WHAT YOU HAVE TO DO: Render the material below as a Markdown table with two columns, Row and Line, assigning each nonblank line a row number and omitting all blank lines.

THE RECORDS:
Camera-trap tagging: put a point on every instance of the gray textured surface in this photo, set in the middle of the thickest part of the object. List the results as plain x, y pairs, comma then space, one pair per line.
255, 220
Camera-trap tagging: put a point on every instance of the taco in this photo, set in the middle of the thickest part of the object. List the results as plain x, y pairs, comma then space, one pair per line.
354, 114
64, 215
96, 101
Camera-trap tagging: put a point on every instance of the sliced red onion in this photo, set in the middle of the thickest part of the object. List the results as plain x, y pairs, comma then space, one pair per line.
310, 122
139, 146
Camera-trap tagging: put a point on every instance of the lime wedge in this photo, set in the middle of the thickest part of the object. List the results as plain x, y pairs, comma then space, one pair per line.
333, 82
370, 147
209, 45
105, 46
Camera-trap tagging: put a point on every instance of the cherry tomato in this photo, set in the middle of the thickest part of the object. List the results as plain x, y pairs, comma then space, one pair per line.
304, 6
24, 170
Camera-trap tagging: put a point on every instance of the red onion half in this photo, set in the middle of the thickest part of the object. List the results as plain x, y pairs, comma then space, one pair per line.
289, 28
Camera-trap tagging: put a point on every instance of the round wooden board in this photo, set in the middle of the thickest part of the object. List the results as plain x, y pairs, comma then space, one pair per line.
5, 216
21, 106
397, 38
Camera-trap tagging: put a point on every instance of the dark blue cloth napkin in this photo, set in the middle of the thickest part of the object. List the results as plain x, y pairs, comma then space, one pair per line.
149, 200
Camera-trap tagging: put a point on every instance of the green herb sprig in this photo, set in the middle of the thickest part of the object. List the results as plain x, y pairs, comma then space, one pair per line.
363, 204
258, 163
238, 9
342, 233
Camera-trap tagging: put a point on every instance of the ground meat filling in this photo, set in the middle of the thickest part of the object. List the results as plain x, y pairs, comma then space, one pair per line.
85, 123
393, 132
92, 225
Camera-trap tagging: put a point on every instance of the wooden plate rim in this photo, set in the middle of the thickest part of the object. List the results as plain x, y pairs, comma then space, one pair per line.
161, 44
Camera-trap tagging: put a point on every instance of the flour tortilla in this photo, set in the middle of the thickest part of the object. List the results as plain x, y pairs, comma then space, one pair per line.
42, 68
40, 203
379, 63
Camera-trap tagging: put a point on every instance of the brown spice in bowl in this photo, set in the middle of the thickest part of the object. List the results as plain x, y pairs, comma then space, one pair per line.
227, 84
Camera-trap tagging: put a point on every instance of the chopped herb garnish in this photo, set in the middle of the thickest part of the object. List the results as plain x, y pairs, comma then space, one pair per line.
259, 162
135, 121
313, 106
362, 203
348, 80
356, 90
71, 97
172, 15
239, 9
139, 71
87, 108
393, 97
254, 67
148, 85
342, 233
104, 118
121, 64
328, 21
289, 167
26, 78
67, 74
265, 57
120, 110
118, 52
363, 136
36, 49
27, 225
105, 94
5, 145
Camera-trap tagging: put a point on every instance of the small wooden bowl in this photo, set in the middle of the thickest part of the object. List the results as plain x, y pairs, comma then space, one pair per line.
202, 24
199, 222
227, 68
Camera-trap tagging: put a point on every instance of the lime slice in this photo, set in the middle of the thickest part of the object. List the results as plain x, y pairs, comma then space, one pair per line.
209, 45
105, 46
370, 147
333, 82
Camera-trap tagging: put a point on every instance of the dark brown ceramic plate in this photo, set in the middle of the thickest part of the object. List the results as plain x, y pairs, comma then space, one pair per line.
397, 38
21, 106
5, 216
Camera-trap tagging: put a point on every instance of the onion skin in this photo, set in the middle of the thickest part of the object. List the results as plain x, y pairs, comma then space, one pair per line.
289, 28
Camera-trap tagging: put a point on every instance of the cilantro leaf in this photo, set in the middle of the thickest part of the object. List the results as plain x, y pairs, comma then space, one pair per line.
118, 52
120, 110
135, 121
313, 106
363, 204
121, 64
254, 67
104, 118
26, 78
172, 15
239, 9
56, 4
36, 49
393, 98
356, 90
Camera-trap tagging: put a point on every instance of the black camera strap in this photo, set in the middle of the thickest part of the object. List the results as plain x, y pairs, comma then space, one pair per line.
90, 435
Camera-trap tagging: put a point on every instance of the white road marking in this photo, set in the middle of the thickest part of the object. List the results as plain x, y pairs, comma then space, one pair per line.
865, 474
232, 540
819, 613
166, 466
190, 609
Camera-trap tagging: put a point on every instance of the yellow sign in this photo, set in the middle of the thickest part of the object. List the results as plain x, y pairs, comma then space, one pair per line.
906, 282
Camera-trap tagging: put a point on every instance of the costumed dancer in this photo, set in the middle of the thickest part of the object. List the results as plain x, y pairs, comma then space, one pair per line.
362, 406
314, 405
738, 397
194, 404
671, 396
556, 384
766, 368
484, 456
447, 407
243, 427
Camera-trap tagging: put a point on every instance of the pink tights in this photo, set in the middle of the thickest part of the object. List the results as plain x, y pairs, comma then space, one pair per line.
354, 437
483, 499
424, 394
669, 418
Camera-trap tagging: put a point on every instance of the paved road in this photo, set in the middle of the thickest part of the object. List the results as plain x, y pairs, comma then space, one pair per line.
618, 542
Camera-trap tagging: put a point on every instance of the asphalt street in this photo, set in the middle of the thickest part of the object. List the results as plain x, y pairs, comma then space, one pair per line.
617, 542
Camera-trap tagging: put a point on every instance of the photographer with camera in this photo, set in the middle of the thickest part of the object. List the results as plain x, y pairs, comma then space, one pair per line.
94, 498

WRITTEN SOLUTION:
| Row | Line |
|---|---|
| 1 | Camera-trap tagging: put a point on every instance of the gray textured surface in this photo, set in the middle of the thickest part of the object. List the results as plain x, y pairs, comma then space, one pair per line. |
| 2 | 255, 220 |
| 3 | Camera-trap tagging: put a point on every instance of the taco in this photo, set in the middle of the thickest part of the object. List the results as plain x, y pairs, comma then space, one pair per line. |
| 4 | 354, 114 |
| 5 | 64, 215 |
| 6 | 96, 101 |
| 7 | Camera-trap tagging: put a point on every instance of the sliced red onion in this photo, set in the middle of the thickest part of the object. List the results as plain x, y pairs, comma then space, one pair per line. |
| 8 | 310, 122 |
| 9 | 139, 146 |
| 10 | Camera-trap tagging: put a point on every instance of the lime wedge in this photo, set in the middle of the thickest part of the object. List the results as plain x, y pairs, comma then space, one pair per line. |
| 11 | 333, 82 |
| 12 | 370, 147 |
| 13 | 209, 45 |
| 14 | 105, 46 |
| 15 | Camera-trap tagging: put a point on every instance of the cherry tomato in this photo, set in the middle of the thickest part of the object. List the results as plain x, y pairs, comma then space, one pair per line. |
| 16 | 304, 6 |
| 17 | 24, 170 |
| 18 | Camera-trap tagging: put a point on every instance of the red onion half in this photo, set in the middle of the thickest part of the object. List the results as plain x, y pairs, comma then space, one pair per line. |
| 19 | 289, 28 |
| 20 | Camera-trap tagging: put a point on every instance of the round wooden board in this photo, set in the middle of the thickest part of the object. List the results as plain x, y pairs, comma then space, one pair per line. |
| 21 | 5, 216 |
| 22 | 21, 106 |
| 23 | 397, 38 |
| 24 | Camera-trap tagging: put a point on every instance of the dark blue cloth napkin in this photo, set in the middle of the thickest part of the object. List the results as plain x, y pairs, comma then space, one pair per line. |
| 25 | 149, 200 |
| 26 | Camera-trap tagging: put a point on every instance of the green herb sprig in this photo, set in the middle of the thickest part of the object. List the results as plain x, y pairs, comma then space, one pair per line. |
| 27 | 363, 204 |
| 28 | 258, 163 |
| 29 | 238, 9 |
| 30 | 342, 233 |
| 31 | Camera-trap tagging: put a point on every instance of the ground meat filling in this photo, set in the middle of the thickest part of the object. List the results as plain x, y pairs, comma then space, one pair per line. |
| 32 | 85, 123 |
| 33 | 393, 132 |
| 34 | 92, 225 |
| 35 | Camera-trap tagging: put a point on every instance of the wooden plate rim in this photo, set in the middle of the thickest part of the object. List the results as plain x, y pairs, comma then space, one pair per line. |
| 36 | 161, 44 |
| 37 | Camera-trap tagging: put a point on every instance of the flour tortilla in this photo, set in the middle of the thickest part of the object. List the results as plain x, y pairs, comma then space, one pair per line. |
| 38 | 42, 68 |
| 39 | 40, 203 |
| 40 | 379, 63 |
| 41 | Camera-trap tagging: put a point on every instance of the brown spice in bowl in this photo, set in the middle of the thickest part of the object. List the results as plain x, y pairs, comma then space, one pair per line. |
| 42 | 227, 84 |
| 43 | Camera-trap tagging: put a point on every instance of the chopped herb garnish in this photo, set in the middle of the thickest part of the object. List the results as plain x, y pairs, comma then space, one pair per line. |
| 44 | 259, 162 |
| 45 | 135, 121 |
| 46 | 313, 106 |
| 47 | 362, 203 |
| 48 | 348, 80 |
| 49 | 356, 90 |
| 50 | 71, 97 |
| 51 | 172, 15 |
| 52 | 239, 9 |
| 53 | 139, 71 |
| 54 | 87, 108 |
| 55 | 393, 97 |
| 56 | 254, 67 |
| 57 | 148, 85 |
| 58 | 342, 233 |
| 59 | 104, 118 |
| 60 | 121, 64 |
| 61 | 328, 21 |
| 62 | 289, 167 |
| 63 | 26, 78 |
| 64 | 67, 74 |
| 65 | 265, 57 |
| 66 | 120, 110 |
| 67 | 118, 52 |
| 68 | 363, 136 |
| 69 | 36, 49 |
| 70 | 27, 225 |
| 71 | 105, 94 |
| 72 | 5, 145 |
| 73 | Camera-trap tagging: put a point on every instance of the small wooden bowl in this photo, set in the middle of the thickest part of the object. List the results as plain x, y pairs, comma then space, one pair per line. |
| 74 | 202, 24 |
| 75 | 199, 222 |
| 76 | 227, 68 |
| 77 | Camera-trap tagging: put a point on every instance of the lime slice in this photo, set in the middle of the thickest part of the object. List the results as plain x, y pairs, comma then space, one pair per line. |
| 78 | 209, 45 |
| 79 | 105, 46 |
| 80 | 370, 147 |
| 81 | 333, 82 |
| 82 | Camera-trap tagging: put a point on every instance of the dark brown ceramic plate in this photo, set in the middle of the thickest part of the object. List the results as plain x, y pairs, comma then space, one pair per line. |
| 83 | 397, 38 |
| 84 | 21, 106 |
| 85 | 5, 216 |
| 86 | Camera-trap tagging: put a point on every instance of the onion skin in this photo, set in the middle of the thickest part of the object. List the results as plain x, y pairs, comma then space, one pair per line. |
| 87 | 289, 28 |
| 88 | Camera-trap tagging: put a point on every instance of the cilantro leaf in this photo, set in the middle of the thickest part of the object. List the results as plain x, y pairs, comma then space, one pair per line. |
| 89 | 118, 52 |
| 90 | 120, 110 |
| 91 | 135, 121 |
| 92 | 313, 106 |
| 93 | 363, 204 |
| 94 | 121, 64 |
| 95 | 254, 67 |
| 96 | 104, 118 |
| 97 | 26, 78 |
| 98 | 172, 15 |
| 99 | 239, 9 |
| 100 | 56, 4 |
| 101 | 36, 49 |
| 102 | 393, 98 |
| 103 | 356, 90 |
| 104 | Camera-trap tagging: put a point on every instance of the black camera strap in this photo, set in the middle of the thickest part of the object. List the results as plain x, y pairs, comma then space, one pair per line. |
| 105 | 90, 435 |
| 106 | Camera-trap tagging: put a point on every instance of the white road marking in this photo, set in the middle of the thickest part of the object. List the results as plain x, y pairs, comma then space, one pair per line. |
| 107 | 865, 474 |
| 108 | 232, 540 |
| 109 | 819, 613 |
| 110 | 166, 466 |
| 111 | 190, 609 |
| 112 | Camera-trap tagging: put a point on every instance of the yellow sign in this photo, set in the middle of the thickest part of the object. List the results as plain x, y pairs, comma then space, one pair per line. |
| 113 | 906, 282 |
| 114 | Camera-trap tagging: put a point on every instance of the costumed dancer in this photo, set in the middle of the thickest part of the object. List the results as plain x, y pairs, comma then space, one pair per line. |
| 115 | 362, 406 |
| 116 | 314, 405 |
| 117 | 738, 397 |
| 118 | 194, 404 |
| 119 | 671, 396 |
| 120 | 556, 384 |
| 121 | 766, 368 |
| 122 | 484, 456 |
| 123 | 447, 407 |
| 124 | 243, 427 |
| 125 | Camera-trap tagging: put a point on every instance of the pink tights in this photo, set in the middle of the thickest part of the object. List the results as plain x, y pairs, comma then space, one pair per line. |
| 126 | 354, 437 |
| 127 | 483, 499 |
| 128 | 424, 394 |
| 129 | 669, 418 |
| 130 | Camera-trap tagging: put a point on every instance of the paved road in this photo, set in the middle of the thickest part of the object. List the results as plain x, y pairs, comma then space, one pair per line. |
| 131 | 618, 542 |
| 132 | Camera-trap tagging: put a point on every instance of the asphalt street in this photo, set in the middle of the thickest part of the object. List the results as plain x, y pairs, comma then space, one pair per line. |
| 133 | 617, 542 |
| 134 | Camera-trap tagging: put a point on every instance of the photographer with camera in this photo, set in the middle of the thickest part of the object. List the results as plain x, y pairs, comma then space, one pair per line. |
| 135 | 94, 498 |